▶ [TEXT BLOCK]
• • •
A second attempt to penetrate the burrows is better equipped, with twine, flashlights and a compass. The engineer Dewar leads the way, eventually discovering a shaft leading upwards. Standing up in the shaft, he hears the sound of shifting bodies and a grinding, gnawing sound from above. He points his flashlight upwards, attracting the attention of whatever monstrosity is making that ungodly noise. With superhuman suddenness, a hideous dog-like head appears over the top of the shaft and a human-like creature with sharp teeth and vicious talon-like nails crawls vertically down the shaft, head-first. Before Dewar can react, it slashes at him with one of its clawed hands, severing the artery in his neck. Dewar points his signal flare up the shaft and ignites it, driving the creature back up the shaft into the darkness above. But for the gallant engineer it is too late. With his lifeblood gushing from his neck, he collapses onto the mud of the tunnel floor.

Fleeing for their lives, the other investigators crawl as fast as they can through the muddy tunnels to escape the horror. No-one remembers clearly how or where they exited the tunnels, but eventually they find their way back to their hotel, filthy and despondent at the loss of their friend.
• • •
▶ [DATA EXTRACTS]
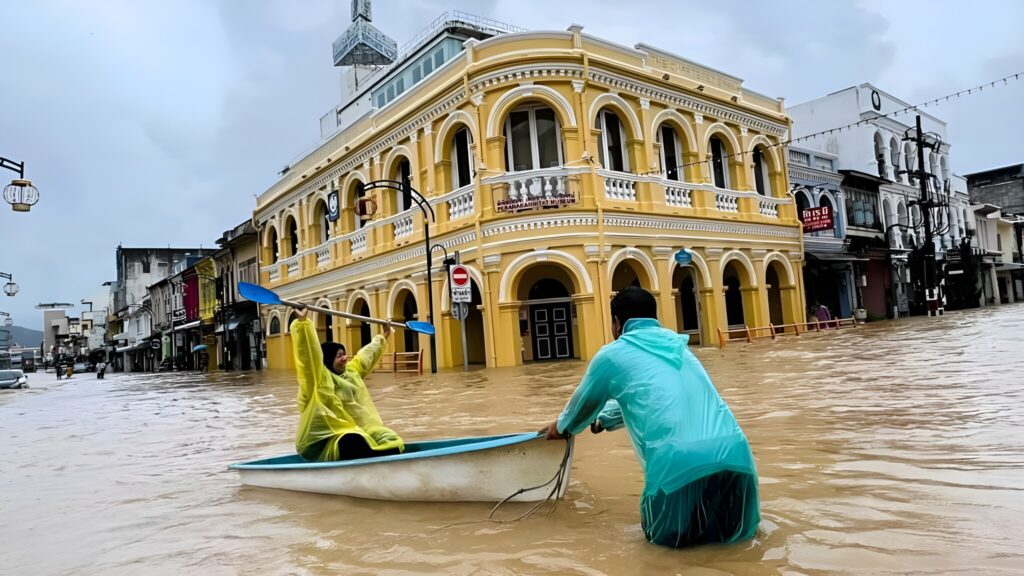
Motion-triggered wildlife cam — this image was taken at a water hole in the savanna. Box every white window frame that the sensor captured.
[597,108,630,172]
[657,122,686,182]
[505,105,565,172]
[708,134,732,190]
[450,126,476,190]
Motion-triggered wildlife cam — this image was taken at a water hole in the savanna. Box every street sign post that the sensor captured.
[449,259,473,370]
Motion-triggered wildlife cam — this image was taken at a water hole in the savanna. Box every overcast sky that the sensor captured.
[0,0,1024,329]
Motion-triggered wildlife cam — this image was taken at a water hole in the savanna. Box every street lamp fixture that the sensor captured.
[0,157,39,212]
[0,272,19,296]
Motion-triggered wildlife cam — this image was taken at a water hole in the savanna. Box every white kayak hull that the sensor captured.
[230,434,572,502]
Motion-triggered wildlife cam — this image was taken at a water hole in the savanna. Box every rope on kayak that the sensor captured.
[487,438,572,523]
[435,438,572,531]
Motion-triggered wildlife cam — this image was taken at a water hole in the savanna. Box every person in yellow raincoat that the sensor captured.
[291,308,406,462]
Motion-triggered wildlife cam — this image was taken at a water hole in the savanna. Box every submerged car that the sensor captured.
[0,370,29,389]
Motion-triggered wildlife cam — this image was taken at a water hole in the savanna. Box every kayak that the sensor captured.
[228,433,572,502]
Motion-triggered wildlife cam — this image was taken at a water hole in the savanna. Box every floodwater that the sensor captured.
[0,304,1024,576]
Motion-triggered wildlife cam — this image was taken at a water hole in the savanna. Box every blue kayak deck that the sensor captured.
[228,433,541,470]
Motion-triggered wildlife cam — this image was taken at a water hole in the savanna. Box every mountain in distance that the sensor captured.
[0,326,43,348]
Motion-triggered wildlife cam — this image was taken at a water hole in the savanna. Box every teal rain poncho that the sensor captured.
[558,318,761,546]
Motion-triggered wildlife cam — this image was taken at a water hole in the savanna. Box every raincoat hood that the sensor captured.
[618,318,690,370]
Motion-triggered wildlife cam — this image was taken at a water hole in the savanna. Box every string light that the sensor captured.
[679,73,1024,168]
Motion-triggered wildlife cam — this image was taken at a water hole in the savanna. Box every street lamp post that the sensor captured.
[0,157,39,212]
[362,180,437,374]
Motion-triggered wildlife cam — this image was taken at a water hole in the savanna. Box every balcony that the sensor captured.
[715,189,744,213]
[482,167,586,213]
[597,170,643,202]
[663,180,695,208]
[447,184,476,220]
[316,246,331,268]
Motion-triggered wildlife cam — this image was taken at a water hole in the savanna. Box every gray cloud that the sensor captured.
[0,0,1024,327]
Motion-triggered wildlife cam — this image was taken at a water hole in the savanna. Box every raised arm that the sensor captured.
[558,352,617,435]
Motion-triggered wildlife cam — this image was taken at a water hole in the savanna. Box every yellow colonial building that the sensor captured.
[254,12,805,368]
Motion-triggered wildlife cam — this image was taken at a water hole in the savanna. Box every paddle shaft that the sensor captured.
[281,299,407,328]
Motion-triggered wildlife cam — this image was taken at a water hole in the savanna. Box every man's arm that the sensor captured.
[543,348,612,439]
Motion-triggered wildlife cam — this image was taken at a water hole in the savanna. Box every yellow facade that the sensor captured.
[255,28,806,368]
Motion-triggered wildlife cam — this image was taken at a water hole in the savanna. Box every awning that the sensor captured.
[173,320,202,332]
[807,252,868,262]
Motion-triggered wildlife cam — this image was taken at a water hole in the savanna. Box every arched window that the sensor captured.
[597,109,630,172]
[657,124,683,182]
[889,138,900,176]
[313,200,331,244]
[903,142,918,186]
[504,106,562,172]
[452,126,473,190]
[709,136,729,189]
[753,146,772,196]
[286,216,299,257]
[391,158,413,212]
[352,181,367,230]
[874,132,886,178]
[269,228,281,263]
• • •
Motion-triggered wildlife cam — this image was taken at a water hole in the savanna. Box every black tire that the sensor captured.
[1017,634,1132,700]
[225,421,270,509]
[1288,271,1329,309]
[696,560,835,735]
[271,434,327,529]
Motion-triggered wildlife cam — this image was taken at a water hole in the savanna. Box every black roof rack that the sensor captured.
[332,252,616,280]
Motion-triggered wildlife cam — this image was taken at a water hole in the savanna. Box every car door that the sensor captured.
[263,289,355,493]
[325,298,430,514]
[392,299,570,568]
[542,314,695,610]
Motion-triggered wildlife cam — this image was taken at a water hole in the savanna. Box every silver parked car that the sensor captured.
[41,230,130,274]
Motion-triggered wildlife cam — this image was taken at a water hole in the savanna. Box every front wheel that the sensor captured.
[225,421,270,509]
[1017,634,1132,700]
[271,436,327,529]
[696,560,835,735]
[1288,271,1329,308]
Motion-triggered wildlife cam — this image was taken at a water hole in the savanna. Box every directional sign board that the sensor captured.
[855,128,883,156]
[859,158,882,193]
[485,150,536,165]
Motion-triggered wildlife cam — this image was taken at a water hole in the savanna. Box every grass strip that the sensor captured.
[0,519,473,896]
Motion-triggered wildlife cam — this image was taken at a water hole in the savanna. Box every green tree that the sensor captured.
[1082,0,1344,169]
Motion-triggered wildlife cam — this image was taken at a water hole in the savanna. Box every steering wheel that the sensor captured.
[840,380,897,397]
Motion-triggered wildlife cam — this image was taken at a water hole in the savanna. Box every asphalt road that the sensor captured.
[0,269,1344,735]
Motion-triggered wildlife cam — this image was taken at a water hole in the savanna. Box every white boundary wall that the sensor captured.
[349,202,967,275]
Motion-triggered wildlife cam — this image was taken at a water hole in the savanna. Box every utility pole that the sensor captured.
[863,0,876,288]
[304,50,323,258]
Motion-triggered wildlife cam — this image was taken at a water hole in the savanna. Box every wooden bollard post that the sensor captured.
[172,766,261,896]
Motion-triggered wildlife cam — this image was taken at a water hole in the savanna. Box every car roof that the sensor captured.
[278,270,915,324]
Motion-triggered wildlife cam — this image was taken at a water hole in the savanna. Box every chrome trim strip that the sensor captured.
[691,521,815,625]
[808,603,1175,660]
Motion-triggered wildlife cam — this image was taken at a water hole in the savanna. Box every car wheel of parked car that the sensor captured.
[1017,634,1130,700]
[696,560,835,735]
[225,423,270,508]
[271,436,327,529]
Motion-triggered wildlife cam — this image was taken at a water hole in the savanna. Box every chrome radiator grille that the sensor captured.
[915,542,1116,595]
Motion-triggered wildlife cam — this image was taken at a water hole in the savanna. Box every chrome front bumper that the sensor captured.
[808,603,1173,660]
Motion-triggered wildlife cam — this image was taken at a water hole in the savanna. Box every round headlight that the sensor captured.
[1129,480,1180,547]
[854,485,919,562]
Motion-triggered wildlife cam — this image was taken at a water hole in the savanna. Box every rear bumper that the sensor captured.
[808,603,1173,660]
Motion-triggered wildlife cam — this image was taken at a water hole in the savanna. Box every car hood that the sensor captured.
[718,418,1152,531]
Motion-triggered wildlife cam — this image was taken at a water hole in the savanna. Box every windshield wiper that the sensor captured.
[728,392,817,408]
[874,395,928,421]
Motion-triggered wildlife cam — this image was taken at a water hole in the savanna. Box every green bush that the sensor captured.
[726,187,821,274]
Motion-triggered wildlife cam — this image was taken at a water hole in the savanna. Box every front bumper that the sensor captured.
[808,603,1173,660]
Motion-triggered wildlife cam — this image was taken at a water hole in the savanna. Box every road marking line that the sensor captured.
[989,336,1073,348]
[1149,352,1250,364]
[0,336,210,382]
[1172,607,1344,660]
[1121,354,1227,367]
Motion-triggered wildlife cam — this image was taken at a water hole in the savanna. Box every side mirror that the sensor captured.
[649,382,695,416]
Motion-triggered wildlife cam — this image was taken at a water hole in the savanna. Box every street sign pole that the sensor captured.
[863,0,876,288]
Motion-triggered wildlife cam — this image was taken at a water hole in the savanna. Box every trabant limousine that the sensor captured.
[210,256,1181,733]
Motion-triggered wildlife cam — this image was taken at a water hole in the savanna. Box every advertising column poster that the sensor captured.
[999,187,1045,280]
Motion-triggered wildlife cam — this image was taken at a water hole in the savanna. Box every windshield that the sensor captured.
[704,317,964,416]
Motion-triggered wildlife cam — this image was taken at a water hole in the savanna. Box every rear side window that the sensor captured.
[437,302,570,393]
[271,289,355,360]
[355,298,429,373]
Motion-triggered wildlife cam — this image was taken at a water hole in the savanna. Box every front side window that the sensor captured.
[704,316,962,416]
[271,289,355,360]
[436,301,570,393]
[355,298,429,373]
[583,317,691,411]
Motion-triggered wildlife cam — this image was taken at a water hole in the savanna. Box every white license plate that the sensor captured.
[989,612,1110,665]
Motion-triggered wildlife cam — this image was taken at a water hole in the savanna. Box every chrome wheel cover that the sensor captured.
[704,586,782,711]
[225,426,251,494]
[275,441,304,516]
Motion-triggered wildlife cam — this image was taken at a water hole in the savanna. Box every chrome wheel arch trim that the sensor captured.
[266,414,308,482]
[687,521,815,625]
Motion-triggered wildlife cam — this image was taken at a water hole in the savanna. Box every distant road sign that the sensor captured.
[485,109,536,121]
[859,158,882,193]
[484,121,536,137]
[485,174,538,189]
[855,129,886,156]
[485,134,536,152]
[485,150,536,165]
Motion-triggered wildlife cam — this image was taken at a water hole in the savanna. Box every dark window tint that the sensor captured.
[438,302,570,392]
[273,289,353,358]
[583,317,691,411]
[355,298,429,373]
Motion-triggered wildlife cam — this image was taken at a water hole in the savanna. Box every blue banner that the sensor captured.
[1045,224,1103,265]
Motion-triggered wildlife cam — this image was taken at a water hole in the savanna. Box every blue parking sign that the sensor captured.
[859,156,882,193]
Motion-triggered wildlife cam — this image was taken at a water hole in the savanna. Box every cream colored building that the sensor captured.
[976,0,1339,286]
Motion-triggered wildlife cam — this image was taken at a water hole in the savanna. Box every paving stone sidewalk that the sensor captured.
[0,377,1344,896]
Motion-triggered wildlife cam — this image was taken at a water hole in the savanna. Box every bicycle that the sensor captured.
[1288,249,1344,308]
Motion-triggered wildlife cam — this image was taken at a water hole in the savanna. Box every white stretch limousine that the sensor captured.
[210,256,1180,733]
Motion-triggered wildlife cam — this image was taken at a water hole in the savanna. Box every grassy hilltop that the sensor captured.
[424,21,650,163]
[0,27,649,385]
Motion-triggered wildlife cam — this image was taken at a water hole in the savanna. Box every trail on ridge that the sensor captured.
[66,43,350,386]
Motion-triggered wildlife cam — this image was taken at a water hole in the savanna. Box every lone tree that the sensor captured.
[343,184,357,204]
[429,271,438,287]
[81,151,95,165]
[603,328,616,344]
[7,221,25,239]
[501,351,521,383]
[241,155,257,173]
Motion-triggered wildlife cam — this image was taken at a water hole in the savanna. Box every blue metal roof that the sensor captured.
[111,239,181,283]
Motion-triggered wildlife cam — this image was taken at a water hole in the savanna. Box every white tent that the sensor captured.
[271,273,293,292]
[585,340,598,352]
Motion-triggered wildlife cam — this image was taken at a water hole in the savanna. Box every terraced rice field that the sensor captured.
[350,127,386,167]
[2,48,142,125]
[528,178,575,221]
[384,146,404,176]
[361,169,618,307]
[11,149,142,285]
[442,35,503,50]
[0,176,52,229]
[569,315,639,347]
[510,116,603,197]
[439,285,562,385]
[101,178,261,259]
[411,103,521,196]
• • •
▶ [WHAT TO WORK ON]
Reproduce the full passage about the expedition into the burrows word for word.

▶ [PROBLEM SOLUTION]
A second attempt to penetrate the burrows is better equipped, with twine, flashlights and a compass. The engineer Dewar leads the way, eventually discovering a shaft leading upwards. Standing up in the shaft, he hears the sound of shifting bodies and a grinding, gnawing sound from above. He points his flashlight upwards, attracting the attention of whatever monstrosity is making that ungodly noise. With superhuman suddenness, a hideous dog-like head appears over the top of the shaft and a human-like creature with sharp teeth and vicious talon-like nails crawls vertically down the shaft, head-first. Before Dewar can react, it slashes at him with one of its clawed hands, severing the artery in his neck. Dewar points his signal flare up the shaft and ignites it, driving the creature back up the shaft into the darkness above. But for the gallant engineer it is too late. With his lifeblood gushing from his neck, he collapses onto the mud of the tunnel floor.

Fleeing for their lives, the other investigators crawl as fast as they can through the muddy tunnels to escape the horror. No-one remembers clearly how or where they exited the tunnels, but eventually they find their way back to their hotel, filthy and despondent at the loss of their friend.